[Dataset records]
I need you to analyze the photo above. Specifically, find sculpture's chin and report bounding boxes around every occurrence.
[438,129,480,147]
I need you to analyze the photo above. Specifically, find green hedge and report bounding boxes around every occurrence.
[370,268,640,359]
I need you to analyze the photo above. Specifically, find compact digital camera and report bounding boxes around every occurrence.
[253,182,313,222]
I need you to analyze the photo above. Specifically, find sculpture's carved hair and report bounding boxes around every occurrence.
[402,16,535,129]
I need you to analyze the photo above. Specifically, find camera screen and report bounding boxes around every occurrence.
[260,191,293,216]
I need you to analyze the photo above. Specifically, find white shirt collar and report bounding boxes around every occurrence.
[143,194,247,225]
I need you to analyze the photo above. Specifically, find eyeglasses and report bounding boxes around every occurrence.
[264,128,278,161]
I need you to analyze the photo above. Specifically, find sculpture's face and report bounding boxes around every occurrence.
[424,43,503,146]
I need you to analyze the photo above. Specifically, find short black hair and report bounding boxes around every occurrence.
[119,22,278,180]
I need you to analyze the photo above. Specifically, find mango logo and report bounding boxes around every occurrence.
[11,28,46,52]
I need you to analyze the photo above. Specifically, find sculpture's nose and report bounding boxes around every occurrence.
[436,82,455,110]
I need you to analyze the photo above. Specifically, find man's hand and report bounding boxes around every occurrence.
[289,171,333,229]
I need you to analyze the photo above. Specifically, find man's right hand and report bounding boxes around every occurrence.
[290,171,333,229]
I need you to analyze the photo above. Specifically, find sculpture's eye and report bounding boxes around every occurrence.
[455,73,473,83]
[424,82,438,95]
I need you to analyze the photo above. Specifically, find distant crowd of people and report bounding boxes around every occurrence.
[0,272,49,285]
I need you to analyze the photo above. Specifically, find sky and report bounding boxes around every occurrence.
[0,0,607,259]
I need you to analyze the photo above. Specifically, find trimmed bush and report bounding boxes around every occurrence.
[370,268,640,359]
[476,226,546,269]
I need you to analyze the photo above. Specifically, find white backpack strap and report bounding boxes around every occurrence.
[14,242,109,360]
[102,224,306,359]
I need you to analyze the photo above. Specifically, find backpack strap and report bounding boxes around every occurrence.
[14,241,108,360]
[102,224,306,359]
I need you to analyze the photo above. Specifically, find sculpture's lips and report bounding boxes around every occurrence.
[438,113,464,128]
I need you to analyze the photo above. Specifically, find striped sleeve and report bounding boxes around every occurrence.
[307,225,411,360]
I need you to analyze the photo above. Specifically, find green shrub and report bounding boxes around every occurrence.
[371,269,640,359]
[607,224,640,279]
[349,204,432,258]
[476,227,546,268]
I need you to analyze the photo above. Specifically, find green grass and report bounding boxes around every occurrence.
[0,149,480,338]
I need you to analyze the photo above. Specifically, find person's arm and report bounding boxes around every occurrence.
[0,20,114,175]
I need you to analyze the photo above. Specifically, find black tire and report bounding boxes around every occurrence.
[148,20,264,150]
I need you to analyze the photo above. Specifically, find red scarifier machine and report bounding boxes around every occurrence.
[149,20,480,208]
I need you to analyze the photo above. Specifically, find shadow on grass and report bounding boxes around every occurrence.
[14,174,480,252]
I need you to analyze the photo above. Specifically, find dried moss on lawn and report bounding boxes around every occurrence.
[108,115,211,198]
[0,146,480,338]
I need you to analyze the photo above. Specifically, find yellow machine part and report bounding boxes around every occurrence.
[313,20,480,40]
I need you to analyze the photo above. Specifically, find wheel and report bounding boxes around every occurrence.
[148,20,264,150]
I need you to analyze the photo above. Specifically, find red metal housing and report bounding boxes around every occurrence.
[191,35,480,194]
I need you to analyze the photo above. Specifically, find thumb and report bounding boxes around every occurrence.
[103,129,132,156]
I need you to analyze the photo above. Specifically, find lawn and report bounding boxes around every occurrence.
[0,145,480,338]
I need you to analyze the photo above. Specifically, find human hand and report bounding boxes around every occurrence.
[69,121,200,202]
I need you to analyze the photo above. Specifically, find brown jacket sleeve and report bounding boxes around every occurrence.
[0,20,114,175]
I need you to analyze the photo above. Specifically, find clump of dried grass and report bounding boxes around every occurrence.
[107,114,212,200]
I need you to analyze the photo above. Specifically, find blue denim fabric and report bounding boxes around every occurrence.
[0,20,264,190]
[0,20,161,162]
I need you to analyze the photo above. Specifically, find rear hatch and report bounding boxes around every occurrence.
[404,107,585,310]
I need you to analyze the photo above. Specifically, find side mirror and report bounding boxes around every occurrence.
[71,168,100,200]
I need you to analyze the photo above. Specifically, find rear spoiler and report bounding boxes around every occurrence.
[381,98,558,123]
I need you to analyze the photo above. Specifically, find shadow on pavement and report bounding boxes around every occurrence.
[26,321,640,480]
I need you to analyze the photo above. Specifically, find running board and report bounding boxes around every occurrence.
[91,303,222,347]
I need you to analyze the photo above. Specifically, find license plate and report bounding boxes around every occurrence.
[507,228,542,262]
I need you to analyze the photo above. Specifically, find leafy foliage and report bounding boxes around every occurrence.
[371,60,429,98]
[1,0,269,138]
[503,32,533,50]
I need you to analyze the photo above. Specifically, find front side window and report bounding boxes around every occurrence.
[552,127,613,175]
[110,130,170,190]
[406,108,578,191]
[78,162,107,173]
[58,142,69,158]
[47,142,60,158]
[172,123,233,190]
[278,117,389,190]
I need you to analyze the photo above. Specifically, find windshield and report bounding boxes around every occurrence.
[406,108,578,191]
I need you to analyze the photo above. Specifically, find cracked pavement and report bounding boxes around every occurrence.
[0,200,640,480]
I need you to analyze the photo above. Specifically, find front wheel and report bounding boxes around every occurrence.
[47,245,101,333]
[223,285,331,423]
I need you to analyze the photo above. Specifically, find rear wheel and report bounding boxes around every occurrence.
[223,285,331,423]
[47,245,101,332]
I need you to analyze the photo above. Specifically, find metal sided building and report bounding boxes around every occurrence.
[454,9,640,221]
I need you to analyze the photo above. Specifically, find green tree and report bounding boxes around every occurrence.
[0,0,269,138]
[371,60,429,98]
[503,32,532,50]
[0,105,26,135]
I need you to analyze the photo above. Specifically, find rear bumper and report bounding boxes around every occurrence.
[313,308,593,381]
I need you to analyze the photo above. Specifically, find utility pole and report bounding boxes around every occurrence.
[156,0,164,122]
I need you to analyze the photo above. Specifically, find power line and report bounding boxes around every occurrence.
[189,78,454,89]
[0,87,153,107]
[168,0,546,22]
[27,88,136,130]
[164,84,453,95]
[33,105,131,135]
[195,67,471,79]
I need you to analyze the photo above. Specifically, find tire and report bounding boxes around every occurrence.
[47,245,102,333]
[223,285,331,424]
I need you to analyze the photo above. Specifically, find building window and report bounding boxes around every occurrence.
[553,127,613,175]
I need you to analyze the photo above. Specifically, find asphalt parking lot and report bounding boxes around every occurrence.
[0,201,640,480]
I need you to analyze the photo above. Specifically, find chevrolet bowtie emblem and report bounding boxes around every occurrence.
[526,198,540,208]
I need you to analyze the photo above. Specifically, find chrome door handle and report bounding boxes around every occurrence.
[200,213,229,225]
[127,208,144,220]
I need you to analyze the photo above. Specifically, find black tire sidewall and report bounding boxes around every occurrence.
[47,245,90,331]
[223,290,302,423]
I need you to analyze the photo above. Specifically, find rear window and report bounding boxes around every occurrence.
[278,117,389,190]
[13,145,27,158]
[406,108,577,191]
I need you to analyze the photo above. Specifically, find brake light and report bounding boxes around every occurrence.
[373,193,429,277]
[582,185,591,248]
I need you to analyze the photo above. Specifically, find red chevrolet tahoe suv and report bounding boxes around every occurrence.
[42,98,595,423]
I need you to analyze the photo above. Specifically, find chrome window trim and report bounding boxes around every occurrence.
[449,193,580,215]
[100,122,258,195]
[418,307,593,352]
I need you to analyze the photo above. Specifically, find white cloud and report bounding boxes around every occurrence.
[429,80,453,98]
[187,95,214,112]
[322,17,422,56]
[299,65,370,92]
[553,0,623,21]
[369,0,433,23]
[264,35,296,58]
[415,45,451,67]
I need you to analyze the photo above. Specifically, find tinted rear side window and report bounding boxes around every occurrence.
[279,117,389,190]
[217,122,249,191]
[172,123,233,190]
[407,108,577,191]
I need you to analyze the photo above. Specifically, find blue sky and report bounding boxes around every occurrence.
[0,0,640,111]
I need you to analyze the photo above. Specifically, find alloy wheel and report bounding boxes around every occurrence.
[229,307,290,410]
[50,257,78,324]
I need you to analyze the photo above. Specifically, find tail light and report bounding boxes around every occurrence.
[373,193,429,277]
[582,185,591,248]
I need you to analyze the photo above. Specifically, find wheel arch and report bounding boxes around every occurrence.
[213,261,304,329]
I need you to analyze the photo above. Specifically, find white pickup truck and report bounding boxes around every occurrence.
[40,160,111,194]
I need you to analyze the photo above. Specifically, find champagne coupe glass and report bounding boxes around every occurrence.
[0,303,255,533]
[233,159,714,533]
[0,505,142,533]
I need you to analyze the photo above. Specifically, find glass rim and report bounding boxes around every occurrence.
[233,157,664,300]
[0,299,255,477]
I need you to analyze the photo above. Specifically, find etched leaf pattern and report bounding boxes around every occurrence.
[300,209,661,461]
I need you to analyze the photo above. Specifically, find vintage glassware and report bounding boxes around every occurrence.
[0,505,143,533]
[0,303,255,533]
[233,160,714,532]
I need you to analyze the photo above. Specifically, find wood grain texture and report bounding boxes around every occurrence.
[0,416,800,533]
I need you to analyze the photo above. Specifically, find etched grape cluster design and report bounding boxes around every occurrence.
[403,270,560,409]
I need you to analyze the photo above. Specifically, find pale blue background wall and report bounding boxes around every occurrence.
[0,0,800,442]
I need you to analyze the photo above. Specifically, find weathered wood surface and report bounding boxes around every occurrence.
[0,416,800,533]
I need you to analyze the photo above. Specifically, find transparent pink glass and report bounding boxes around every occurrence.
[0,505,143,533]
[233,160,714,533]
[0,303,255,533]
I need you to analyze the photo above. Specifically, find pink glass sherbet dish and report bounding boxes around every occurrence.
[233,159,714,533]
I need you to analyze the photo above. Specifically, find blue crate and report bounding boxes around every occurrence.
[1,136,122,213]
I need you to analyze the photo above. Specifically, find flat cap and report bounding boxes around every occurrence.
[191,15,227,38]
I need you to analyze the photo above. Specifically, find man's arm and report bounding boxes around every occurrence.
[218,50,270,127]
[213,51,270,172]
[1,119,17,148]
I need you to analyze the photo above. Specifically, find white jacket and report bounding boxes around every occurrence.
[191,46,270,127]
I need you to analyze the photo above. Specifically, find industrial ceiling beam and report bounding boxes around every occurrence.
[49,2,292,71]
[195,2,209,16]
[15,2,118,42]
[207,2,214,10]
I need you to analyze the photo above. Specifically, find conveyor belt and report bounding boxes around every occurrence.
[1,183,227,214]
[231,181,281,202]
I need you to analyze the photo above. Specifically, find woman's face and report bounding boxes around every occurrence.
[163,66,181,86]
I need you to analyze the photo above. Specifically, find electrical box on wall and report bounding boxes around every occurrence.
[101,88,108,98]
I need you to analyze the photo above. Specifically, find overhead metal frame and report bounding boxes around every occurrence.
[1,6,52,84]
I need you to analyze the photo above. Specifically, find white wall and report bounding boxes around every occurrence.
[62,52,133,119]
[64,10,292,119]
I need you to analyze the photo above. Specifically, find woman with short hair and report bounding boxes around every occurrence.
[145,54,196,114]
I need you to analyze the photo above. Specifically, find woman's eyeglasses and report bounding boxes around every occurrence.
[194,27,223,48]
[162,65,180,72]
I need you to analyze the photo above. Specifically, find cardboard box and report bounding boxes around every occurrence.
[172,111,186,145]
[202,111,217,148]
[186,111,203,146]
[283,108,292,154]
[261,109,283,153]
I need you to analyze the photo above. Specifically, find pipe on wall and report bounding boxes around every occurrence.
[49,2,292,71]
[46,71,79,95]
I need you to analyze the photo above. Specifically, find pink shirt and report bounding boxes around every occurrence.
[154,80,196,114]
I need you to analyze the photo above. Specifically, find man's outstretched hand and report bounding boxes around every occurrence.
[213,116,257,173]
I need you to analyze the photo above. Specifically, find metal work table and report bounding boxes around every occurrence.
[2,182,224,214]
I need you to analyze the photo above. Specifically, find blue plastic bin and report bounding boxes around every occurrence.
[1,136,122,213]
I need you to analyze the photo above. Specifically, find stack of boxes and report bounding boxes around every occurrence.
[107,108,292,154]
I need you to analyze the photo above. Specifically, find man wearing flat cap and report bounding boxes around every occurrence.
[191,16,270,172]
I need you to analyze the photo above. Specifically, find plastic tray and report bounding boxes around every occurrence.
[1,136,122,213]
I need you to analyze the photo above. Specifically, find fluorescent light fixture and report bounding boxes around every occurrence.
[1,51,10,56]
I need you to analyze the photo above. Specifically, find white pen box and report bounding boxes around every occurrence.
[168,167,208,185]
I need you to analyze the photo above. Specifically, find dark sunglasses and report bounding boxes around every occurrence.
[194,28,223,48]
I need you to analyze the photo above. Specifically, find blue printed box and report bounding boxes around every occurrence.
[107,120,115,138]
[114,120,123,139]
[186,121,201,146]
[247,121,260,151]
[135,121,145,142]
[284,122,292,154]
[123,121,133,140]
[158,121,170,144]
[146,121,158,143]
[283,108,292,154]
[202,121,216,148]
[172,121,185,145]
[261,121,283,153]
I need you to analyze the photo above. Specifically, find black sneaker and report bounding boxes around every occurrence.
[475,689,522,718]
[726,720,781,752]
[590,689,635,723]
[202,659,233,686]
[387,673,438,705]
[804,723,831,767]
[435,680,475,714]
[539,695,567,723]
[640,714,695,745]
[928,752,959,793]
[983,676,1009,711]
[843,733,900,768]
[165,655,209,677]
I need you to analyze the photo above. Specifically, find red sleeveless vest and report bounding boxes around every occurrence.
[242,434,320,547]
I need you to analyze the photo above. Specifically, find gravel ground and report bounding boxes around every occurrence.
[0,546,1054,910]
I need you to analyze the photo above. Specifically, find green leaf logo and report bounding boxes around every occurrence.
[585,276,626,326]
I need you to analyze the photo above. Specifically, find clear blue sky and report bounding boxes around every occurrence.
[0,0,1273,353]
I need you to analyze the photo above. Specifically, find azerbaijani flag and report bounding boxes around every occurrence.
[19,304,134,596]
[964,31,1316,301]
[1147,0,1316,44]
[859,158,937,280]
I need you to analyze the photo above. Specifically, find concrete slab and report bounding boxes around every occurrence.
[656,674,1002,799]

▶ Goal:
Please pull out these lines of the records above unchanged, starting at the very first line and ending after the line that contains "[119,22,278,180]".

▶ Task response:
I need you to analyze the photo above. Specifically, find sculpture's chin and report bounding boxes around every occurrence.
[438,129,480,147]
I need you to analyze the photo above. Specifically, find green hedge and report bounding boxes around every occurrence.
[370,268,640,359]
I need you to analyze the photo above. Specifically, find compact digital camera and report bounding boxes around every occurrence.
[253,182,313,222]
I need you to analyze the photo above. Specifically, find sculpture's carved hair and report bounding boxes around every occurrence.
[402,16,535,129]
I need you to analyze the photo above. Specifically, find camera screen and report bounding boxes around every occurrence.
[260,191,293,216]
I need you to analyze the photo above. Specifically, find white shirt collar and report bounding boxes around every occurrence.
[143,194,247,225]
I need you to analyze the photo above. Specifically, find eyeglasses and report bounding boxes around every occurrence.
[264,128,278,161]
I need you to analyze the photo above. Specifically, find sculpture's face and report bounding boxes around every occurrence.
[424,43,503,146]
I need you to analyze the photo above. Specifically, find short black hair and report bounding boxes around every occurrence.
[119,22,278,180]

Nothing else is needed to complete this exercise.